** 所给短文 **
“生于夏花之绚烂,死于秋叶之静美”,这是郑振铎翻译的飞鸟集,其中的美与意境基本已成为大部分人心中的泰戈尔,属于一种教科书式的范例,可以这么说大部分国人所知的泰戈尔是郑振铎的泰戈尔。
前几日,闲翻报纸,顿惊,冯唐翻译了《飞鸟集》?冯唐,那个京派文化的继承人,可以再造一个泰戈尔?《南渡北归》之后大师已经远去。即使我略有好感于冯唐,可一个畅销作家,怎么敢,怎么敢去轻易伸手《飞鸟集》,将近100年,郑氏翻译已是经典,那么多大师,也只有一个深刻理解泰戈尔又有着深厚文学功底的郑振铎才能翻译得了啊!
没书急搜。别说,搜到两篇:
《夏天的鸟》
来到我的窗前
且歌 且笑 且翩跹
秋天的黄叶
一直在窗前
无歌 无笑 无翩跹
坠落在我眼前
《大千世界》
在情人面前
解开裤裆
长如舌吻
小如诗行
这,这!冯唐,这道行也长得太快了,这节奏,这韵仄,能明白,但这位泰戈尔,我理解不了呀!冯唐不如别属名译者,直接说蓝本重塑者冯唐,如何?

** 任务要求 **
#1 在上面这篇谈《飞鸟集》译本的短文里,作者认为大部分国人所知的泰戈尔是谁的泰戈尔?
#2 请从这篇谈《飞鸟集》译本的短文最后一句之后接着往下写一段。

已保存条目:
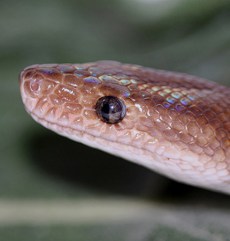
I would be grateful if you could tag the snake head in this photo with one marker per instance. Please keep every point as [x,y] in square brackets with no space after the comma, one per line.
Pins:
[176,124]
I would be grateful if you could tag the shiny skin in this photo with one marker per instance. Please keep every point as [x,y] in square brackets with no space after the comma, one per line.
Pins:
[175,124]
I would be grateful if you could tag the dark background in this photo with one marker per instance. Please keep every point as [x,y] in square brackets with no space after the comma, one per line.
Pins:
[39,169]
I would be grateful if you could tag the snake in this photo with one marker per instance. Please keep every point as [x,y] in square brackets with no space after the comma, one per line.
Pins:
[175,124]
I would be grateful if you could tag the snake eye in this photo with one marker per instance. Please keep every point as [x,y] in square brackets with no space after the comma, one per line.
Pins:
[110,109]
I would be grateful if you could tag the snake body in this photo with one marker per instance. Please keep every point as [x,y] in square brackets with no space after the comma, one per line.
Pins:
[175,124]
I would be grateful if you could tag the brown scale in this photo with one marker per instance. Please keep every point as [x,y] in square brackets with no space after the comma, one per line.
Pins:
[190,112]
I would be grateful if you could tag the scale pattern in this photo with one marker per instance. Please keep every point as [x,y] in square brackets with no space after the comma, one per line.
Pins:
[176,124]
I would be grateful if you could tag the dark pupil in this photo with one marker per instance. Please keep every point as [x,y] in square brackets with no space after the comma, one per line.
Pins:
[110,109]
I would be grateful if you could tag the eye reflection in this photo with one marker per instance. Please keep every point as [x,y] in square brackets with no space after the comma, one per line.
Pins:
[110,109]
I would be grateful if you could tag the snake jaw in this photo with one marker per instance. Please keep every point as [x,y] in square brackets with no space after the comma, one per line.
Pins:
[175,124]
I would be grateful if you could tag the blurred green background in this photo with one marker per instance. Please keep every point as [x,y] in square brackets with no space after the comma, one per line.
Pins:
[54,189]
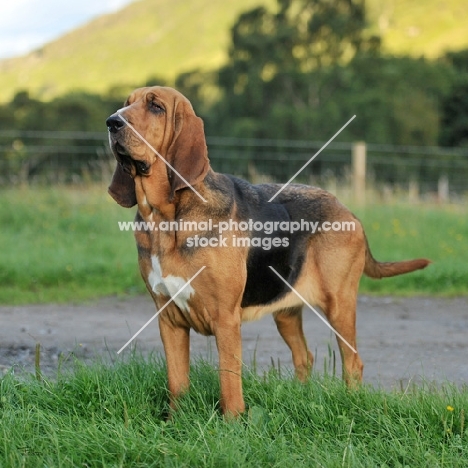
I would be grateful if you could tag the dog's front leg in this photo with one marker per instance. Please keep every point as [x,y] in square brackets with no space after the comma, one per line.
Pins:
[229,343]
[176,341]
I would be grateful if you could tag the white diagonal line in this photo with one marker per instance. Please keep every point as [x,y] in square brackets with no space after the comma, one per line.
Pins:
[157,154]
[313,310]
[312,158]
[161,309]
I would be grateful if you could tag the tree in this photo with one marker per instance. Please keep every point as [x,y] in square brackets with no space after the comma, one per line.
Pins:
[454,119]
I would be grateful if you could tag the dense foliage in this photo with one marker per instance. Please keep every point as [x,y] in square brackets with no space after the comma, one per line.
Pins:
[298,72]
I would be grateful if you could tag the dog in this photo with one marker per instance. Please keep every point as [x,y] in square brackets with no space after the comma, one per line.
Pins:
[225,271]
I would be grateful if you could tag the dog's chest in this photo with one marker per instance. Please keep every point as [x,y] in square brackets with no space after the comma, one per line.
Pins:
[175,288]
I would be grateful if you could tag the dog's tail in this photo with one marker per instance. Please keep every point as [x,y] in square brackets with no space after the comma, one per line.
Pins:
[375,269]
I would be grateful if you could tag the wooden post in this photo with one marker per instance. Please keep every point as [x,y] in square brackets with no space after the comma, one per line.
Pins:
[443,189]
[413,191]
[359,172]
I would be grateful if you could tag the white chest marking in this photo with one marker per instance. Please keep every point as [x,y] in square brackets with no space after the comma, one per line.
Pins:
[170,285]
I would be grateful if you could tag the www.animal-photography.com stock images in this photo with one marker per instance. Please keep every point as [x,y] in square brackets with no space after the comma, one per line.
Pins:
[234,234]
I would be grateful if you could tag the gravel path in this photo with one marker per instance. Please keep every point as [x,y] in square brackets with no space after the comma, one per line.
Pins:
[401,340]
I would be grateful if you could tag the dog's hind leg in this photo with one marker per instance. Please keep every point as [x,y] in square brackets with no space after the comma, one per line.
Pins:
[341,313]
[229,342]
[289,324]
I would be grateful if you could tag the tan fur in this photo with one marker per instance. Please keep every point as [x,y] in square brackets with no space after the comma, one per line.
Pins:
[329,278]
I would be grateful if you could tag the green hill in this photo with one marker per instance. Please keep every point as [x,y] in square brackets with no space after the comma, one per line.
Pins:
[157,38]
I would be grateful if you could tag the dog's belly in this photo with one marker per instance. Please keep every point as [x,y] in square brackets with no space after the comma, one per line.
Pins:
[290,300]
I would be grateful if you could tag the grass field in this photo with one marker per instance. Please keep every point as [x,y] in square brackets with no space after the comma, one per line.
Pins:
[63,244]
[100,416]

** 参考答案 **
#1 郑振铎的泰戈尔。

#2
识认冯唐,最早源于名字“冯唐易老,李广难封”这名熟啊,易记。《十八岁给我一个姑娘》、《北京、北京》、《万物生长》.......这些文字每每读来,新鲜、灵动,趣致,茶余饭后小读片刻,那种“朔”味,的确有消食之功,却极少读到博大与厚重。我历来坚持“常说什么就是缺什么或在乎什么,缺什么在乎什么一定会下意识补什么”及至看到冯唐位于后海的四合院(微信广传)满院子的中国与厚重,淡泊与致远。略有小悟。
必须承认,冯唐是个才子,大才子。
帝都怪才:文字有些痞,有些浪荡、有些不羁,“我想,这时侯,如果我伸出食指去接触她的指尖,......她就会怀上孔子。”能写、会写、关键是敢写,一方水土,造一方人,如同帝都的“出租”,朝阳的“大爷”们,冯唐的话语有着“粪土当年万户侯”的自信。是啊,指点江山,激扬文字,若没两把刷子,咋敢重译《飞鸟集》?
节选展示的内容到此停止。